(Assignment)
Every line of the records that contains the string "road" counts once; give the total and nothing else.
■ ■ ■ ■ ■
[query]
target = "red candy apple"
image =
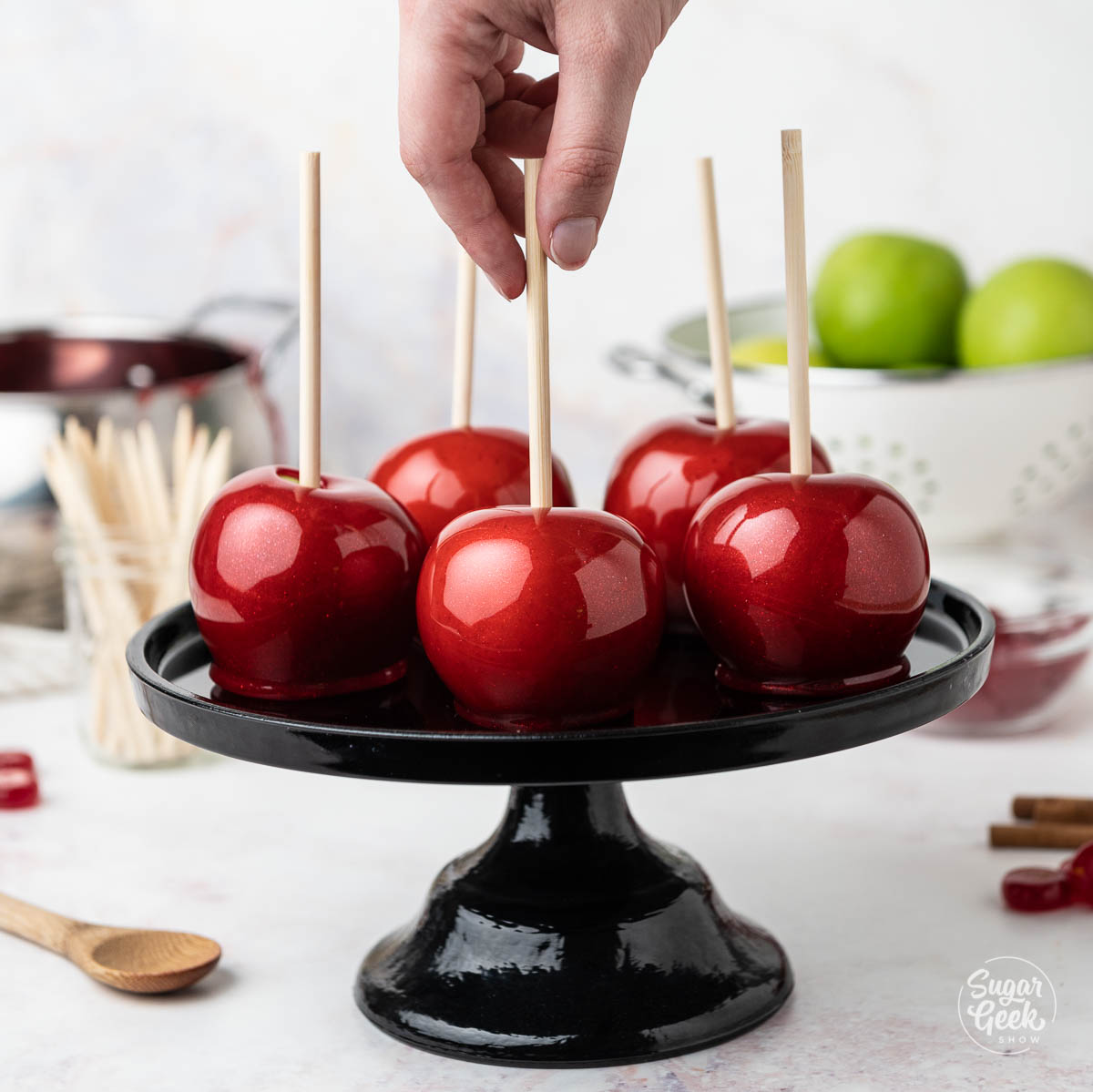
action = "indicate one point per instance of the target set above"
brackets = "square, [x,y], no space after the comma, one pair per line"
[301,593]
[445,474]
[540,618]
[807,584]
[1036,890]
[669,469]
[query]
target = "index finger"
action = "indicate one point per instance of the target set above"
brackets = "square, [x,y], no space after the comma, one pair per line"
[441,119]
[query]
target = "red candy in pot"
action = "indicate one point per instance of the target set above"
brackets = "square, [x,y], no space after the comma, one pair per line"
[807,584]
[540,618]
[303,584]
[445,474]
[668,470]
[301,591]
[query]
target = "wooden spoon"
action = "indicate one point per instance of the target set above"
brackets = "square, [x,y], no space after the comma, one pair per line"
[138,961]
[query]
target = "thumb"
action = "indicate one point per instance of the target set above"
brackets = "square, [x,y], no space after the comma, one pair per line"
[597,83]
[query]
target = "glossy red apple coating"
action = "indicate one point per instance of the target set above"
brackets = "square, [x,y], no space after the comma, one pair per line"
[442,475]
[669,469]
[540,620]
[807,585]
[301,593]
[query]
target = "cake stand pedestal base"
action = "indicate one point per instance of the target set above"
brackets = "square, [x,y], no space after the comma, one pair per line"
[571,938]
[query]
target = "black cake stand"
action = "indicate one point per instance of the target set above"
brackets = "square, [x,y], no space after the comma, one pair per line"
[571,937]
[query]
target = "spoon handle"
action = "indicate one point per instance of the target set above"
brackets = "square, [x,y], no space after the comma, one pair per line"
[32,923]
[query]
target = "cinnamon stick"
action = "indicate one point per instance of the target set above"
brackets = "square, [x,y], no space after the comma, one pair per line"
[1025,807]
[1044,835]
[1063,810]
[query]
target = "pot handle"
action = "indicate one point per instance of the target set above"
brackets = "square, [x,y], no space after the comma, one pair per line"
[274,349]
[642,364]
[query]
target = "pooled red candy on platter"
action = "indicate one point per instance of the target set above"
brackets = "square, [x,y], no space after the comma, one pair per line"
[301,593]
[667,471]
[1036,890]
[19,785]
[540,618]
[445,474]
[807,585]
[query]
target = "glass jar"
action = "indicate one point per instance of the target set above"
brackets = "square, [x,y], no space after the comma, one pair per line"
[113,585]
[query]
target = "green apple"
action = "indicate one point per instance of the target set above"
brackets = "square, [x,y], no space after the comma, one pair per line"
[884,301]
[771,349]
[1037,310]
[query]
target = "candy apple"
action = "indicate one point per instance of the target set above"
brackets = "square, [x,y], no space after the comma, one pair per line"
[303,593]
[540,618]
[445,474]
[669,469]
[807,584]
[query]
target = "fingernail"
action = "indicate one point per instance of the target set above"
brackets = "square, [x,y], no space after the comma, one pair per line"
[496,288]
[572,241]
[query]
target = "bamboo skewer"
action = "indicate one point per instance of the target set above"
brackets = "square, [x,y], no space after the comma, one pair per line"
[464,362]
[797,304]
[717,321]
[129,534]
[538,347]
[310,320]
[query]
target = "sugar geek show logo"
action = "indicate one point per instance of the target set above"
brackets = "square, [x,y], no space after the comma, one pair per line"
[1006,1005]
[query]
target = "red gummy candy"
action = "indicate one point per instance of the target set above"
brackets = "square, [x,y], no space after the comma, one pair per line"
[19,787]
[1034,890]
[1080,872]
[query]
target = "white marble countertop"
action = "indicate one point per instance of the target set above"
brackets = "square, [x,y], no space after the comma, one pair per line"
[870,867]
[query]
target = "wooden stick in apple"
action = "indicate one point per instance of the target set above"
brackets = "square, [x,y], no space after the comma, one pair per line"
[463,365]
[538,345]
[310,320]
[717,322]
[797,303]
[804,584]
[444,475]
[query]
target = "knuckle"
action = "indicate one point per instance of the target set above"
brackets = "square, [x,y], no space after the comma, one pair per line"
[418,165]
[587,168]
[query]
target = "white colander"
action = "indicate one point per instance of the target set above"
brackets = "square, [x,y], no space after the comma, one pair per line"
[974,452]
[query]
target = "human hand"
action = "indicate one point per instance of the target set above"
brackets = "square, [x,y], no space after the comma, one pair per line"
[464,109]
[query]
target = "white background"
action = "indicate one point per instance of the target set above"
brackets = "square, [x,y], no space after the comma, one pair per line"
[148,161]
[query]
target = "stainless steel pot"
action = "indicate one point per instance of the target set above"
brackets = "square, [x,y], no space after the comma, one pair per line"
[127,369]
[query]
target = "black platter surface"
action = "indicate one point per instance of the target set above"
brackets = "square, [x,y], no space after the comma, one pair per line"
[682,724]
[569,937]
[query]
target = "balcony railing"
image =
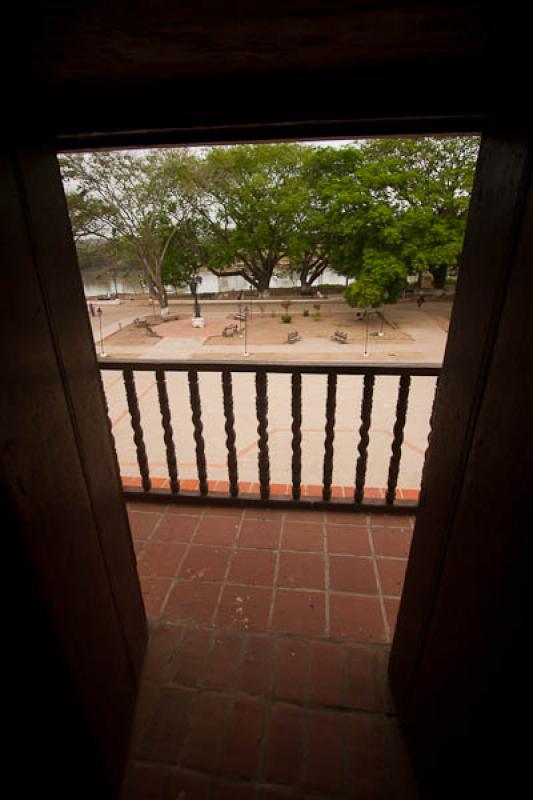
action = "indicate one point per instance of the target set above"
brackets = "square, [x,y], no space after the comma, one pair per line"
[262,372]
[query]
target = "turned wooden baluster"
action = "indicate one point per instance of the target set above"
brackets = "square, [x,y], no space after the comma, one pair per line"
[331,402]
[110,424]
[138,438]
[194,393]
[261,404]
[167,430]
[401,411]
[430,436]
[296,409]
[364,438]
[227,391]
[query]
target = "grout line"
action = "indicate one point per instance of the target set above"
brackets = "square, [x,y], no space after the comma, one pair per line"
[386,625]
[224,582]
[327,582]
[175,580]
[276,574]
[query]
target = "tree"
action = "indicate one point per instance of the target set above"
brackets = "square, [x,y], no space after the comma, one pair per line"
[429,181]
[138,201]
[244,197]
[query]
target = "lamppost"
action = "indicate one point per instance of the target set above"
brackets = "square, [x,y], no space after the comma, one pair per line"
[103,354]
[367,320]
[246,353]
[197,320]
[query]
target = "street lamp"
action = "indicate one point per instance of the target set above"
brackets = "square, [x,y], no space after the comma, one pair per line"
[193,286]
[103,354]
[246,353]
[367,320]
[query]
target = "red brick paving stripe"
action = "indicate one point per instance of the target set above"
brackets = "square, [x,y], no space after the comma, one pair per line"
[251,488]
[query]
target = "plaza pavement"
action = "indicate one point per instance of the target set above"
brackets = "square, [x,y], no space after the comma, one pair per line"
[426,337]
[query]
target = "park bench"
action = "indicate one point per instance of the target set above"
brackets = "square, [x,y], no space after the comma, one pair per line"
[340,336]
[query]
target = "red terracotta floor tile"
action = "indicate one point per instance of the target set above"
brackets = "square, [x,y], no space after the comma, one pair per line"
[291,671]
[142,524]
[301,571]
[176,528]
[205,563]
[167,728]
[352,574]
[348,539]
[145,782]
[252,567]
[162,643]
[327,674]
[299,612]
[378,762]
[245,607]
[205,727]
[260,533]
[245,730]
[366,678]
[302,536]
[224,661]
[190,657]
[217,530]
[257,665]
[392,574]
[356,617]
[392,606]
[190,602]
[394,542]
[161,559]
[154,591]
[325,763]
[182,783]
[284,746]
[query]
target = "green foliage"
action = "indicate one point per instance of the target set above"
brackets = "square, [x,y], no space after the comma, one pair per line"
[380,281]
[375,211]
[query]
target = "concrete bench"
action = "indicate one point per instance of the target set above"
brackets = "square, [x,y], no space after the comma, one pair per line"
[340,336]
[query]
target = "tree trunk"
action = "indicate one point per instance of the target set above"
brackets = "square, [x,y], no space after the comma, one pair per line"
[162,299]
[439,276]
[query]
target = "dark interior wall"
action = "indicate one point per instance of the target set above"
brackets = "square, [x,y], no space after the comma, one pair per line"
[115,72]
[458,669]
[80,627]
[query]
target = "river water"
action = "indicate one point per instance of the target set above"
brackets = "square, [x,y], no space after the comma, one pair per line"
[96,283]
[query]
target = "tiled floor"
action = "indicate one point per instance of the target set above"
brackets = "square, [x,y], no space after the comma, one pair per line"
[266,669]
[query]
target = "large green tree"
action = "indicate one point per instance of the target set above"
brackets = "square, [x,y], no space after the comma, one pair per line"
[141,202]
[428,180]
[245,196]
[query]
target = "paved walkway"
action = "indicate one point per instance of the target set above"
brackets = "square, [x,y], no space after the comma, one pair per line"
[426,340]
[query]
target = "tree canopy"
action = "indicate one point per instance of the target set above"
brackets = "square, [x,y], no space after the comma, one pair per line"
[375,211]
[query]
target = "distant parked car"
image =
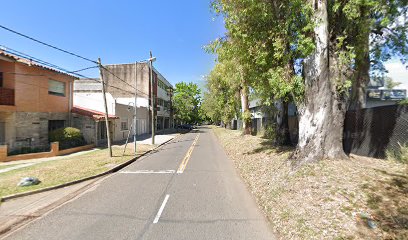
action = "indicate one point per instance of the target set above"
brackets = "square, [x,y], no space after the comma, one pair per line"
[185,126]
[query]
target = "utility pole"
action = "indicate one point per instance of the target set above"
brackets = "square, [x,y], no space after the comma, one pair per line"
[106,107]
[152,95]
[135,117]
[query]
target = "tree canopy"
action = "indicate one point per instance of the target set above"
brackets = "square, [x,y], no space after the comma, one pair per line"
[187,103]
[311,52]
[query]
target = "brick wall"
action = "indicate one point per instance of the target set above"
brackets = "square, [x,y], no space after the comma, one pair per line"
[6,96]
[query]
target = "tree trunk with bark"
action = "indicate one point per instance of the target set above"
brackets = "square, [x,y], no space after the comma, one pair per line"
[245,110]
[283,134]
[362,71]
[322,113]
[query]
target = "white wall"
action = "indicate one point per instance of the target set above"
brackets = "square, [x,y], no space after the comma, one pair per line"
[94,101]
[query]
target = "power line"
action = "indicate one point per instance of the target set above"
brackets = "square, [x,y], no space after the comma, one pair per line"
[46,44]
[25,55]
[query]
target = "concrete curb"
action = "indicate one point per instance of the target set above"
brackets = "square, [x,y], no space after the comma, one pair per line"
[113,170]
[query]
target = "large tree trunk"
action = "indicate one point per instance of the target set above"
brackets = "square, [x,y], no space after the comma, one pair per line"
[362,70]
[322,113]
[245,110]
[283,134]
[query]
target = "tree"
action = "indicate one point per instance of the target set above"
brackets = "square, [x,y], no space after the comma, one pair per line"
[221,101]
[390,83]
[312,52]
[187,103]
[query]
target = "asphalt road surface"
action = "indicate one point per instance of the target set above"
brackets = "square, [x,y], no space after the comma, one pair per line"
[187,189]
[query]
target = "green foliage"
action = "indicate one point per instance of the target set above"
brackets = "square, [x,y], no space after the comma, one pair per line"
[221,101]
[404,102]
[270,132]
[187,103]
[26,150]
[400,154]
[67,137]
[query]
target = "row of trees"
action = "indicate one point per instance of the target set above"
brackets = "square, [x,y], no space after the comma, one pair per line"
[311,52]
[187,103]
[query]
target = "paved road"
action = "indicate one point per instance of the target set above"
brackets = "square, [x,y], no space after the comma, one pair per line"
[150,200]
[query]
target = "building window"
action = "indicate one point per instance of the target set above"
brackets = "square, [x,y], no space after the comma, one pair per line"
[124,126]
[56,88]
[1,79]
[55,124]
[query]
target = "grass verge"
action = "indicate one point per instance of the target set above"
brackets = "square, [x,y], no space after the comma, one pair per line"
[65,170]
[361,198]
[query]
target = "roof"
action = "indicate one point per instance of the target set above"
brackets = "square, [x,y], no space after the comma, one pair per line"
[31,62]
[159,75]
[88,85]
[96,115]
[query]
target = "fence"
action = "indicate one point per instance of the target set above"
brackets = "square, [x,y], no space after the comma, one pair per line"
[367,132]
[55,151]
[371,132]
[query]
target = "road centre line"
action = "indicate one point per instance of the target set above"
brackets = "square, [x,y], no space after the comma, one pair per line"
[149,172]
[186,158]
[156,219]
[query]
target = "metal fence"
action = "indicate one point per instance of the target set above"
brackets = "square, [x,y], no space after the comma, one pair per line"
[367,132]
[371,132]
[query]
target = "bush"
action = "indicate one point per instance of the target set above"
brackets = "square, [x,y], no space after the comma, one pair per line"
[27,150]
[67,137]
[269,132]
[399,155]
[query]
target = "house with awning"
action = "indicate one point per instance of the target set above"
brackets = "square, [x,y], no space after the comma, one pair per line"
[35,99]
[92,124]
[89,113]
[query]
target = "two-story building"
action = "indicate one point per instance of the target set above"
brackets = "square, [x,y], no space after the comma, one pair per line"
[34,100]
[120,79]
[89,112]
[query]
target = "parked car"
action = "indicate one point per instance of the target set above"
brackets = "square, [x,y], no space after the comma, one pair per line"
[185,126]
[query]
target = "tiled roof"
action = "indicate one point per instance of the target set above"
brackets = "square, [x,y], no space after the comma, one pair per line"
[30,62]
[91,113]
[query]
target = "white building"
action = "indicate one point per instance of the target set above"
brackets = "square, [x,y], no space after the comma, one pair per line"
[89,106]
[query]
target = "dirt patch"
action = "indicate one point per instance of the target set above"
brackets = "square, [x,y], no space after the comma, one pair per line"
[360,198]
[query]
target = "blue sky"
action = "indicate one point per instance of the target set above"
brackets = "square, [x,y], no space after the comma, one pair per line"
[124,31]
[118,32]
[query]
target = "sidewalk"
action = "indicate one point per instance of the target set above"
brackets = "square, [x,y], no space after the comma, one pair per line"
[160,138]
[145,139]
[15,212]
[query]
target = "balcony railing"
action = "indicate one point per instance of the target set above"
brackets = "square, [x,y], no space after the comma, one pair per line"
[7,96]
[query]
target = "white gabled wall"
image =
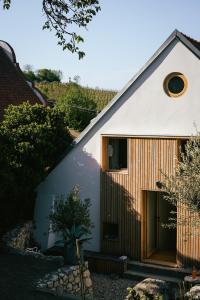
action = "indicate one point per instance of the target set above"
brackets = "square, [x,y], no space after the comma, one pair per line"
[143,110]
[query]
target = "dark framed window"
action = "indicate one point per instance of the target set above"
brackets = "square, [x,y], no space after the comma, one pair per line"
[117,153]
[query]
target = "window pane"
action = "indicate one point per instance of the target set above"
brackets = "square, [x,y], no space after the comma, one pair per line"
[117,153]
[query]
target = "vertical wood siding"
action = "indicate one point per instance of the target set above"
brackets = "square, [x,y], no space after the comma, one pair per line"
[122,198]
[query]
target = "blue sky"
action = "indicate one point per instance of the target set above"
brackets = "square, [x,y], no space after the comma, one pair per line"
[117,44]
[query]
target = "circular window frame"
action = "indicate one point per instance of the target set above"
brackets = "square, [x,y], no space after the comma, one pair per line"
[166,84]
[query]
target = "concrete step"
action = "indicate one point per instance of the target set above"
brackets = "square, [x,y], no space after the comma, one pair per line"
[141,275]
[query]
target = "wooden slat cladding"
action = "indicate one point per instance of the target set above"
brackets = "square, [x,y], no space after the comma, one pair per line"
[121,194]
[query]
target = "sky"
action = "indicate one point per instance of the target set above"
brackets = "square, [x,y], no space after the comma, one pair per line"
[118,42]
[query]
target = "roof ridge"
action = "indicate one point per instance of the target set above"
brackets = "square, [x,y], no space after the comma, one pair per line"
[194,42]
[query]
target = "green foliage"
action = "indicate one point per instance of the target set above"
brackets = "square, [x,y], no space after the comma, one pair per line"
[58,91]
[32,138]
[78,107]
[43,75]
[48,75]
[183,188]
[71,216]
[134,294]
[63,15]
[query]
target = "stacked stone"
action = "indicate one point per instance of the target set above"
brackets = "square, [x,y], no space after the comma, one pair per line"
[19,237]
[66,280]
[149,287]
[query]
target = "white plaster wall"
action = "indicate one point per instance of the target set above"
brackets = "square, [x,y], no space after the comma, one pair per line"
[143,110]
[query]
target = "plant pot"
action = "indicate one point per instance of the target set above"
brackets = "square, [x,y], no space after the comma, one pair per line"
■ ■ ■ ■ ■
(Output for this exercise)
3